→ What to produce
Copy out the material below word for word, changing nothing.

Collected data entries:
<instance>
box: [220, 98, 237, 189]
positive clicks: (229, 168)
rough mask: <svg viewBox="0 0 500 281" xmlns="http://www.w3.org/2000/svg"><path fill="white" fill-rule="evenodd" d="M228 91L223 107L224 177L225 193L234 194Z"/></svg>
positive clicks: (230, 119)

→ Written solution
<instance>
box: [220, 98, 237, 189]
positive clicks: (229, 168)
rough mask: <svg viewBox="0 0 500 281" xmlns="http://www.w3.org/2000/svg"><path fill="white" fill-rule="evenodd" d="M228 91L223 107L224 177L225 193L234 194Z"/></svg>
positive clicks: (230, 119)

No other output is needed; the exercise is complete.